## Work required
Please write out all of the data below exactly, without including the pictures.

## Listed entries
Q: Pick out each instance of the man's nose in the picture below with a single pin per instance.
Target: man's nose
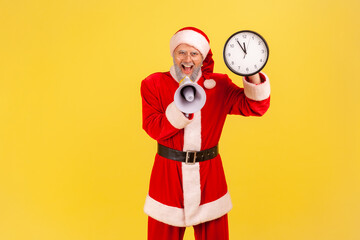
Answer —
(188, 57)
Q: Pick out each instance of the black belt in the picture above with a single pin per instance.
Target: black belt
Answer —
(189, 157)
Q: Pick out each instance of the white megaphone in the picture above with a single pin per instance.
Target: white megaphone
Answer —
(189, 97)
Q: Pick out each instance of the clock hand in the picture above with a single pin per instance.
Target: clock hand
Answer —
(241, 47)
(248, 43)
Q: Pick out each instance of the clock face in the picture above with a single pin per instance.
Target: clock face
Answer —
(246, 53)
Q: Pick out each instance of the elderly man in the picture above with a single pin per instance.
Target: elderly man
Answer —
(193, 193)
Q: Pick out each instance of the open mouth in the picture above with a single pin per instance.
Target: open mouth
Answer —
(187, 68)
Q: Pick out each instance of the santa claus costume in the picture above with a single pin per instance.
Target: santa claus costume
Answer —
(182, 194)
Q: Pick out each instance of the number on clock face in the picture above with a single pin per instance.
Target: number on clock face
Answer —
(246, 53)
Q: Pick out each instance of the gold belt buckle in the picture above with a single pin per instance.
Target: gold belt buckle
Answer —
(187, 158)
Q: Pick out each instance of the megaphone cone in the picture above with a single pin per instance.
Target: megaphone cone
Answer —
(189, 97)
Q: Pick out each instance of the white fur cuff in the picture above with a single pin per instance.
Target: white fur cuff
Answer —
(257, 92)
(176, 117)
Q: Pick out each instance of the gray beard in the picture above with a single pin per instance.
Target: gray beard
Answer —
(180, 75)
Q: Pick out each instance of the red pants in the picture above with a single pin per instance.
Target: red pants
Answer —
(213, 230)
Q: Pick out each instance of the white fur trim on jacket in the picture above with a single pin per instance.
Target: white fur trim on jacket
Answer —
(192, 38)
(176, 117)
(257, 92)
(176, 216)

## Result of the task
Q: Pick out each instance of the man's nose in the picture below with a single pin per instance.
Target: man's nose
Answer —
(188, 57)
Q: Pick out each instance of the black belt in the picture above with a single pin per instance.
Target: black belt
Answer —
(189, 157)
Q: Pick out each instance of the white megaphone in the picture above with a single pin per instance.
Target: white megaphone
Answer —
(189, 97)
Q: Pick out each instance of the clock hand in the picture above with a single pin per instance.
Target: clock hand
Answer —
(241, 47)
(248, 43)
Q: Pick out each instance of the clock face in the picture above with a single pin per instance.
Target: clock face
Answer —
(246, 53)
Q: Pick out each instance of the elderly man in the picture above with a single pin per instance.
Target: elderly man
Answer —
(193, 193)
Q: Pick out each instance of the open mouth in the picture above with a single pin per instance.
Target: open mouth
Answer —
(187, 68)
Q: Pick out each instance of the santa claus costume in the picture above with a single pin per instance.
Target: santa claus costume
Answer —
(182, 194)
Q: Pick out each instance of the number on clock face in the picture above with a single pin per instance.
Target: number on clock face
Answer —
(246, 53)
Q: Pick out each instance of the gold belt buckle in the picture above with a single pin per instance.
Target: gold belt buckle
Answer —
(187, 158)
Q: Pick out each instance of the megaphone cone in the picture above with a single pin per instance.
Target: megaphone cone
Answer —
(189, 97)
Q: Pick out each instance of the white fur cuff in the picture above with a single pin per instance.
Target: white fur cuff
Answer —
(257, 92)
(176, 117)
Q: Pick out each instance of the gray beard in the picture above with a single pin per instance.
Target: gray beard
Answer —
(180, 75)
Q: Pick out each instance of the red pants in the picture above with a single pin per instance.
Target: red pants
Answer —
(213, 230)
Q: Pick out each instance of the white fur trim on jacket in the picture above with a single pin per instance.
Target: white fur trim on jacket
Answer —
(192, 38)
(176, 117)
(257, 92)
(176, 216)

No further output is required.